_YOUR TASK_: Beginning with the line that has "For every instance of the child with", reproduce each remaining line of the data exactly, down to and including the last.

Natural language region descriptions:
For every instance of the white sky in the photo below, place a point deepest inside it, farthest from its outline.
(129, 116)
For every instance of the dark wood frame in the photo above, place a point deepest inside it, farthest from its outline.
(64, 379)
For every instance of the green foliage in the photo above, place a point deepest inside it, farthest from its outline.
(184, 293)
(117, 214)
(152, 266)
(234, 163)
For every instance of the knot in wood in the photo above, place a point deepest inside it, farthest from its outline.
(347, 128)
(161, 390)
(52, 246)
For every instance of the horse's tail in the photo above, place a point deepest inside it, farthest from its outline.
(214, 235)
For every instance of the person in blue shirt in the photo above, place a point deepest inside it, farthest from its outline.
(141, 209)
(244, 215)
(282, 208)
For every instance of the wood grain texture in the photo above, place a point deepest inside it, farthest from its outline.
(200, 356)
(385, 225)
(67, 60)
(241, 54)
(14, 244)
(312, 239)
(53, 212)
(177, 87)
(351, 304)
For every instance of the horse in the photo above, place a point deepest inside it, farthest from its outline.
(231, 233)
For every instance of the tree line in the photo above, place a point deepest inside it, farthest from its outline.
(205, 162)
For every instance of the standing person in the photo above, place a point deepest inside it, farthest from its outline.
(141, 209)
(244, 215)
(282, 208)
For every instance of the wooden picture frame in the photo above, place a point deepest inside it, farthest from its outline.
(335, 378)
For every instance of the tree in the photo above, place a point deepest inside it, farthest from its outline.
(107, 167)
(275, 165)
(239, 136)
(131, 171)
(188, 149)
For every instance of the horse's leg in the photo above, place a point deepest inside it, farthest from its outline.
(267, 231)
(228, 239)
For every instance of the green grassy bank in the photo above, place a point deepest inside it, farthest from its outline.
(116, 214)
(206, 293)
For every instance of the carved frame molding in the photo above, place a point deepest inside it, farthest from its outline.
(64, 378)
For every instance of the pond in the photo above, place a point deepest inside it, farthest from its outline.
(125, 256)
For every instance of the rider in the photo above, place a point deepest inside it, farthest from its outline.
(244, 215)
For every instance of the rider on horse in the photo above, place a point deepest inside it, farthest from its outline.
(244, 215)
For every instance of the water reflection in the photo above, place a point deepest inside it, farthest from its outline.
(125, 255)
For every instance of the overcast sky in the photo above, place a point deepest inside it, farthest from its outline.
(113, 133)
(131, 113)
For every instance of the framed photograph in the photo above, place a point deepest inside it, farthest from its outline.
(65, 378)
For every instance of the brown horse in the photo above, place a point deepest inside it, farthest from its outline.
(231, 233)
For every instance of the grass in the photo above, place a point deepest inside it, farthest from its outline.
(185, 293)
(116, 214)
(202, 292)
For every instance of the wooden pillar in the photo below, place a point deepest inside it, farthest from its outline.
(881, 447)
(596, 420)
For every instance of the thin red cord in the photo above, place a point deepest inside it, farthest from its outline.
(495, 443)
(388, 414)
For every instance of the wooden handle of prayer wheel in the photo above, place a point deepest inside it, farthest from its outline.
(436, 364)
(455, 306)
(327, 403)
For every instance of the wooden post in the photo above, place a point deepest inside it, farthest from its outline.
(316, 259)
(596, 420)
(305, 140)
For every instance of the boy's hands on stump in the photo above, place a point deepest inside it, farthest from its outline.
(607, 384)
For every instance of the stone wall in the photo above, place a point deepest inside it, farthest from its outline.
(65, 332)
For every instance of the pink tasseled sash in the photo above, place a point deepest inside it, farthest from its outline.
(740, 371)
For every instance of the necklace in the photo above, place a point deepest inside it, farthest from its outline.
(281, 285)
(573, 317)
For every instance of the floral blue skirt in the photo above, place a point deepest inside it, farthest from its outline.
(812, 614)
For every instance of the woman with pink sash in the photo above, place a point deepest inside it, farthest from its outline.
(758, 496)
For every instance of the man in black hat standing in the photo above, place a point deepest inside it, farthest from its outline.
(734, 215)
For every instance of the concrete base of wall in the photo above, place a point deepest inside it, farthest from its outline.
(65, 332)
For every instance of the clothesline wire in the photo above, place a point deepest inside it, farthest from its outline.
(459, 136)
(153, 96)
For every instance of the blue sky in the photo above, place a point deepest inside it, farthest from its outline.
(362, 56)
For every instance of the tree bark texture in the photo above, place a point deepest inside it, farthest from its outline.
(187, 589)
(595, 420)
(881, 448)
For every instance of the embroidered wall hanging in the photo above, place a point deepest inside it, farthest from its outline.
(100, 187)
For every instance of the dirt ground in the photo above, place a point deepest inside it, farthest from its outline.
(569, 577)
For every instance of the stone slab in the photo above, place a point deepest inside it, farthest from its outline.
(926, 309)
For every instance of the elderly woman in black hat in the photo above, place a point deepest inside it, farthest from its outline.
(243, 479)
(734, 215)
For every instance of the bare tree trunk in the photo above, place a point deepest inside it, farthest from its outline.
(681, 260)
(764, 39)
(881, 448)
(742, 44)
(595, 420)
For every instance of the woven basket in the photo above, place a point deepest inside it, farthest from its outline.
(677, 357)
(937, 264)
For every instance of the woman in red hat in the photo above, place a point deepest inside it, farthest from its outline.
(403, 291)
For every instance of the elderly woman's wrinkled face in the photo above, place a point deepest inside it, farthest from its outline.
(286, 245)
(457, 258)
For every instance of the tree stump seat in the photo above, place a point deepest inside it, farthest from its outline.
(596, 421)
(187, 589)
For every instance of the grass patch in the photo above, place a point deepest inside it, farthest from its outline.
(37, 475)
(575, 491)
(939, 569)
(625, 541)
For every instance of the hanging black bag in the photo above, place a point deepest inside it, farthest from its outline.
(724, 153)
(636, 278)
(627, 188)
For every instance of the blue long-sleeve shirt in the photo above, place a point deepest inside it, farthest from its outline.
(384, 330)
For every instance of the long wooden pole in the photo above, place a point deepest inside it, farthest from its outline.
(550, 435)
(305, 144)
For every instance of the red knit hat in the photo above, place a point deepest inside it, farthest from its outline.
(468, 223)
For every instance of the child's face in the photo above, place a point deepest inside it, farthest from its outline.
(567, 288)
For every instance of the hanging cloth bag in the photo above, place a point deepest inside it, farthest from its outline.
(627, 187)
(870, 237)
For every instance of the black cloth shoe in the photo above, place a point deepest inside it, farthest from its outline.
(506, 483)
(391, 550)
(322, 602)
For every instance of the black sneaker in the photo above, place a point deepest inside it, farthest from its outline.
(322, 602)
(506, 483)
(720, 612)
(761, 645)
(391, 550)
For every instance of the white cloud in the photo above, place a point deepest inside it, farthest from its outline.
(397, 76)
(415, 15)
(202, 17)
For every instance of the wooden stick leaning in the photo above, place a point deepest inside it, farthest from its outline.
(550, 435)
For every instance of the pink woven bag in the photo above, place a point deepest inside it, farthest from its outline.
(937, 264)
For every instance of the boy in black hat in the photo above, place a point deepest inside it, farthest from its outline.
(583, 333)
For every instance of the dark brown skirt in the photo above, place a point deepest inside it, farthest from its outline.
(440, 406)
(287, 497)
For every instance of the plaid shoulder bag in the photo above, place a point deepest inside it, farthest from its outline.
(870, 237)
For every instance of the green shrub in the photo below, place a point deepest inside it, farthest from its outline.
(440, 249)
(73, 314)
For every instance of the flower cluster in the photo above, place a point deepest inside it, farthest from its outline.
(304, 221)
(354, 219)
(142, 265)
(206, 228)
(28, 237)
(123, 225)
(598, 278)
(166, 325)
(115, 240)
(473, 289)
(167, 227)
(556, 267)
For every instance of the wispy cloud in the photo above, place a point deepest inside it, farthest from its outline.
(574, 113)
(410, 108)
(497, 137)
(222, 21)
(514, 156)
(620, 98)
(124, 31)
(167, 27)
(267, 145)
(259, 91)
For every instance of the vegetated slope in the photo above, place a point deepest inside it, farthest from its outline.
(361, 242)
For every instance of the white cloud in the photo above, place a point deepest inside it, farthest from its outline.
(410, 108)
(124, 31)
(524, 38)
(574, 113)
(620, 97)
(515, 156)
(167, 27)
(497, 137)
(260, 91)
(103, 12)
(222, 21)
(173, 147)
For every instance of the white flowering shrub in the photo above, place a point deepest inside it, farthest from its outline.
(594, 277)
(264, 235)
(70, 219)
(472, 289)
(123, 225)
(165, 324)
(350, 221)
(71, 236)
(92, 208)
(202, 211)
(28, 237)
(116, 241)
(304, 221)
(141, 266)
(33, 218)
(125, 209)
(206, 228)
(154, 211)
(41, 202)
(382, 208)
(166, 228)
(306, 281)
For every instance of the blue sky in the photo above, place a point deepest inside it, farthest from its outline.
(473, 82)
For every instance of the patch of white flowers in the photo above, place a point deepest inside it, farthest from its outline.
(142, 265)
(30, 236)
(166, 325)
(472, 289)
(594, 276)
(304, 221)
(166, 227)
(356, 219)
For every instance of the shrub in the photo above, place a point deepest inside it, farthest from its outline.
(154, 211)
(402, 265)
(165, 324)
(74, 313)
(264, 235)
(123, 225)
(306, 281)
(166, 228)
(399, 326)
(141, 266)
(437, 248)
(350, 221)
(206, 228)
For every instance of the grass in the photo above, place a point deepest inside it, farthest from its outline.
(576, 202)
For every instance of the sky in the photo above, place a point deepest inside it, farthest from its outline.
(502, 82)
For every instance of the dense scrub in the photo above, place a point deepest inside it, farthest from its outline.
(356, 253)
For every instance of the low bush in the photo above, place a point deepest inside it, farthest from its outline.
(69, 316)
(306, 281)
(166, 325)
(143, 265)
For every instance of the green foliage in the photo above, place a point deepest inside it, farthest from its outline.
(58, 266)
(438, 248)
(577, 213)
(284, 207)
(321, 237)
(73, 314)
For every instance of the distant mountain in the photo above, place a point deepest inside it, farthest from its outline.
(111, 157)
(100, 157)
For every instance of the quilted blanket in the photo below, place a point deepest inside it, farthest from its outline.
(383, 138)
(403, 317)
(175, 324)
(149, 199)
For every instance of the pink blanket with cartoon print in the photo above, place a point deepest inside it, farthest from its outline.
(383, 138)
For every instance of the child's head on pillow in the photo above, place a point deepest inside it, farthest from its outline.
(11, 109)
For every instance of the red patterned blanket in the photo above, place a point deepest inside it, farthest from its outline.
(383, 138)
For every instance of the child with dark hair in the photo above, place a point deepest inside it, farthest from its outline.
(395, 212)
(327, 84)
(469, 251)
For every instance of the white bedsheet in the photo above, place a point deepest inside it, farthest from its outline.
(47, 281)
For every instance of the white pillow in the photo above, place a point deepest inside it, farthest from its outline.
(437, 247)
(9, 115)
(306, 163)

_COMPLETED TASK_:
For every instance of the child with dark hair in the photo above, place a point deepest inside it, farthest from its outline.
(395, 212)
(327, 84)
(469, 251)
For every instance of the white bedsheet in the photo above, place a point deepest inside it, farthest from its outline.
(47, 281)
For every instance of the white pillow in the photo above, place a point deepest inside it, farthest from its outline.
(437, 247)
(9, 115)
(306, 163)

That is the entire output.